● **WHAT IS REQUIRED**
Please pick out every line in the records below that contains the word "glove" and copy each one.

EXTRACTED INFORMATION start

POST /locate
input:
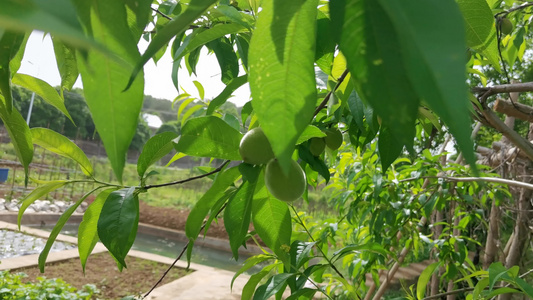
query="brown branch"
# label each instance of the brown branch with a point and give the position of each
(471, 179)
(522, 144)
(161, 13)
(188, 179)
(517, 110)
(469, 289)
(326, 99)
(488, 91)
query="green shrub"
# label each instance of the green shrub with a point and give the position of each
(12, 287)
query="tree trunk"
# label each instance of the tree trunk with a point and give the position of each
(493, 236)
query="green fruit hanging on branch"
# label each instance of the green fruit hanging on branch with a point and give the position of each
(255, 148)
(317, 146)
(506, 26)
(285, 187)
(333, 138)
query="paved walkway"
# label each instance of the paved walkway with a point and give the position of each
(202, 284)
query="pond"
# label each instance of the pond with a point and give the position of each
(14, 243)
(171, 248)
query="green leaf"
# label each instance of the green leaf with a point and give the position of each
(272, 286)
(57, 229)
(314, 162)
(249, 288)
(435, 63)
(67, 63)
(20, 135)
(424, 278)
(234, 15)
(368, 247)
(243, 43)
(43, 89)
(209, 137)
(300, 253)
(227, 59)
(524, 286)
(14, 64)
(155, 148)
(59, 144)
(10, 43)
(389, 147)
(282, 76)
(504, 290)
(480, 29)
(238, 211)
(272, 222)
(309, 133)
(118, 222)
(172, 29)
(87, 231)
(37, 193)
(200, 89)
(369, 41)
(201, 208)
(306, 293)
(233, 85)
(56, 17)
(250, 262)
(325, 43)
(207, 36)
(496, 271)
(115, 112)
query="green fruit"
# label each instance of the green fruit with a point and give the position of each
(255, 148)
(333, 138)
(283, 187)
(317, 146)
(506, 26)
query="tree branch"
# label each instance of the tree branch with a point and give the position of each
(161, 13)
(487, 91)
(471, 179)
(510, 134)
(188, 179)
(180, 255)
(326, 99)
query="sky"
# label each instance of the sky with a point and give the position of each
(39, 61)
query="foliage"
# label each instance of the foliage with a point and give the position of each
(13, 287)
(394, 84)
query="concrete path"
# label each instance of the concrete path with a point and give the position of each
(204, 283)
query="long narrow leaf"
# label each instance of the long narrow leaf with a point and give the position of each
(61, 145)
(43, 89)
(172, 29)
(88, 231)
(282, 76)
(57, 229)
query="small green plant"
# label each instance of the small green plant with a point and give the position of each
(12, 287)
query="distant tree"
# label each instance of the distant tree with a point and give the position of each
(141, 135)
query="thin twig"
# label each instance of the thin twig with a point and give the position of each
(188, 179)
(161, 13)
(471, 179)
(326, 99)
(469, 289)
(487, 91)
(319, 248)
(505, 13)
(180, 255)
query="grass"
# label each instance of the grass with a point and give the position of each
(183, 196)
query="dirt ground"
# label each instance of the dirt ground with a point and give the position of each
(102, 271)
(175, 219)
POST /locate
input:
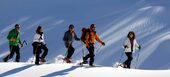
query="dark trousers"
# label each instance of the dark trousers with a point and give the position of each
(70, 51)
(129, 59)
(90, 55)
(37, 50)
(13, 49)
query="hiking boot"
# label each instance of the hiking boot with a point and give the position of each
(91, 65)
(43, 60)
(85, 62)
(67, 60)
(5, 60)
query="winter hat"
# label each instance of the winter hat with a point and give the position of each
(71, 26)
(92, 26)
(17, 26)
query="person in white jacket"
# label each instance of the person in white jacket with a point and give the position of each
(130, 45)
(38, 45)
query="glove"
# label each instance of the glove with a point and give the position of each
(22, 45)
(125, 46)
(103, 43)
(139, 47)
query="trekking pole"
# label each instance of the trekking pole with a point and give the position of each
(24, 42)
(137, 59)
(121, 55)
(99, 48)
(9, 55)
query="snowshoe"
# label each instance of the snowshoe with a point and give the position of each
(67, 60)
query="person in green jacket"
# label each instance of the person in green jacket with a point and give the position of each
(14, 41)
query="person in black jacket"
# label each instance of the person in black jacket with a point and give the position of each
(68, 39)
(39, 45)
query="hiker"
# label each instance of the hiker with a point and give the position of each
(39, 45)
(68, 39)
(14, 41)
(130, 44)
(89, 38)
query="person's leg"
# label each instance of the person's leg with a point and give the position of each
(91, 51)
(10, 55)
(70, 52)
(37, 55)
(17, 50)
(129, 59)
(86, 57)
(45, 52)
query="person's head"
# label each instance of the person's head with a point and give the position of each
(131, 35)
(83, 30)
(39, 30)
(92, 27)
(17, 27)
(71, 27)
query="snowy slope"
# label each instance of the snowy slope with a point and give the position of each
(114, 18)
(71, 70)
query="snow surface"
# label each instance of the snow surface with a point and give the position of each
(72, 70)
(113, 18)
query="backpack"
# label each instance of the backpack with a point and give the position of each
(85, 31)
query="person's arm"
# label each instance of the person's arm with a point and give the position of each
(99, 40)
(65, 38)
(9, 35)
(76, 38)
(137, 45)
(125, 45)
(20, 40)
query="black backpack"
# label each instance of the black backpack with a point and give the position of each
(85, 31)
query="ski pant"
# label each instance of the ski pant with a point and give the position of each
(129, 59)
(37, 51)
(90, 55)
(13, 49)
(70, 51)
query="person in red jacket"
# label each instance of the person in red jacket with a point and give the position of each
(90, 37)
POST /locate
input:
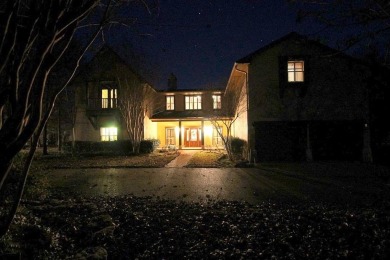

EXTRACTED INFORMATION end

● **ANSWER TO THE TASK**
query="glove"
# label each instance of the glove with a point and give the position of each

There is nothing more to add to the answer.